▸ Document extract
Human has two worlds: structure and prose. Structure is for machines — identifiers, keywords, operators. Prose is for humans — the free-form text that becomes AI instructions. Each world has its own character rules.

Block names, agent names, package names. Referenced by tools and the compiler.

Rule: [a-zA-Z_][a-zA-Z0-9_]*

Letters, underscores, digits after the first character. No spaces, no symbols, no hyphens.

AGENT support # valid
AGENT support_v2 # valid
CONSTRAINTS safety_rules # valid
FLOW onboarding # valid

Invalid:

support-v2 — hyphen not allowed
2support — cannot start with digit

Why underscores and not hyphens: identifiers must be unambiguous single tokens. Hyphens create parsing ambiguity in languages that also have subtraction or flags. Underscores never do.

Indentation is significant. The lexer emits INDENT and DEDENT tokens, like Python.

Rule: 2 spaces per level. Tabs are rejected. Mixed tabs and spaces are a parse error.

CONSTRAINTS safety # level 0
NEVER share data # level 1 (INDENT emitted before NEVER)
MUST be helpful # level 1 (same level, no token)
FLOW pipeline # level 0 (DEDENT emitted before FLOW)
validate input # level 1 (INDENT emitted)
process request # level 1

The lexer maintains an indentation stack. When a line’s leading spaces exceed the top of the stack, an INDENT token is emitted and the new level is pushed. When a line’s leading spaces are less than the top, one or more DEDENT tokens are emitted until the stack matches. At end of file, DEDENT tokens are emitted for every remaining level on the stack.

Tabs (0x09) are legal in the ASCII character set but not legal as indentation. The lexer rejects any tab that appears before the first non-whitespace character on a line:

support.hmn:4:1: error: tabs not allowed for indentation — use 2 spaces

Why not tabs: tabs have ambiguous visual width. Two spaces is unambiguous and matches every example in the language.

Everything after a constraint keyword (NEVER/MUST/SHOULD/AVOID/MAY) to the end of the line. Everything on an indented line inside a FLOW block. This is prose — natural language that gets passed through to the AI.

Rule: All characters allowed. Numbers, symbols, punctuation, unicode. The parser captures the full line as a string.

NEVER share customer data
MUST respond within 30 seconds
NEVER output more than 1000 tokens
MUST create ticket in #SUP format
SHOULD maintain >95% accuracy
MUST use $USD for all prices
NEVER share API keys or passwords
SHOULD greet user by name (if known)

All valid. The parser doesn’t interpret free-form text — it stores it verbatim. Numbers, #, >, %, $, parentheses — all literal.

▸ Instructions
• A. Summarize the text on Human's character rules in two sentences.
• B. Rewrite the text on Human's character rules from "Rule: All characters" to "parentheses — all literal.", putting "credentials" in place of "passwords".
The data that comes next is separate material from the text on Human's character rules.

▸ Provided material
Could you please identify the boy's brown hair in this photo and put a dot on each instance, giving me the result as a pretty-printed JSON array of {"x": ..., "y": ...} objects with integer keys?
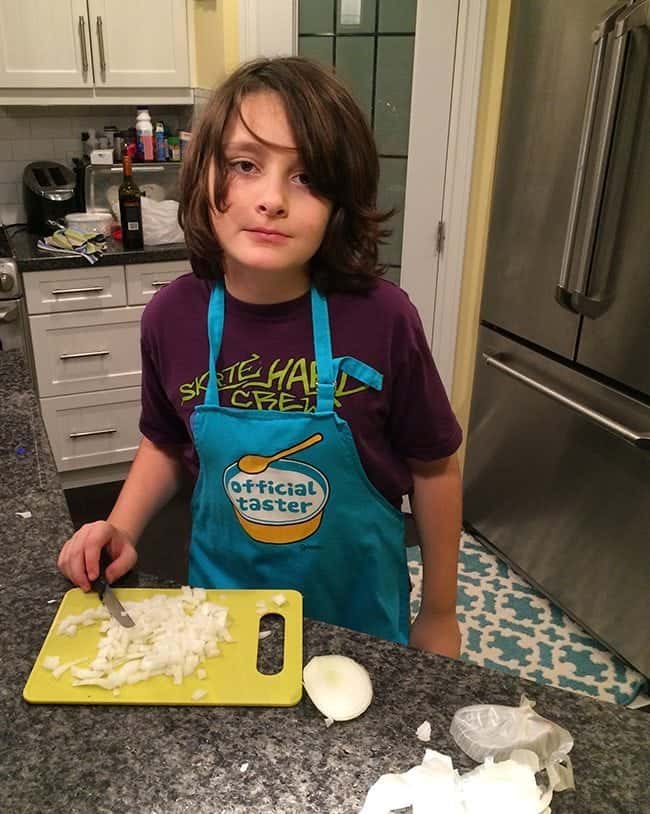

▸ Results
• A. Human separates structure, which is for machines and uses identifiers limited to letters, underscores, and digits after the first character, from prose, which is free-form text that becomes AI instructions. Indentation must be 2 spaces per level with tabs rejected, while prose allows all characters and is stored verbatim by the parser.

• B.
Rule: All characters allowed. Numbers, symbols, punctuation, unicode. The parser captures the full line as a string.

NEVER share customer data
MUST respond within 30 seconds
NEVER output more than 1000 tokens
MUST create ticket in #SUP format
SHOULD maintain >95% accuracy
MUST use $USD for all prices
NEVER share API keys or credentials
SHOULD greet user by name (if known)

All valid. The parser doesn’t interpret free-form text — it stores it verbatim. Numbers, #, >, %, $, parentheses — all literal.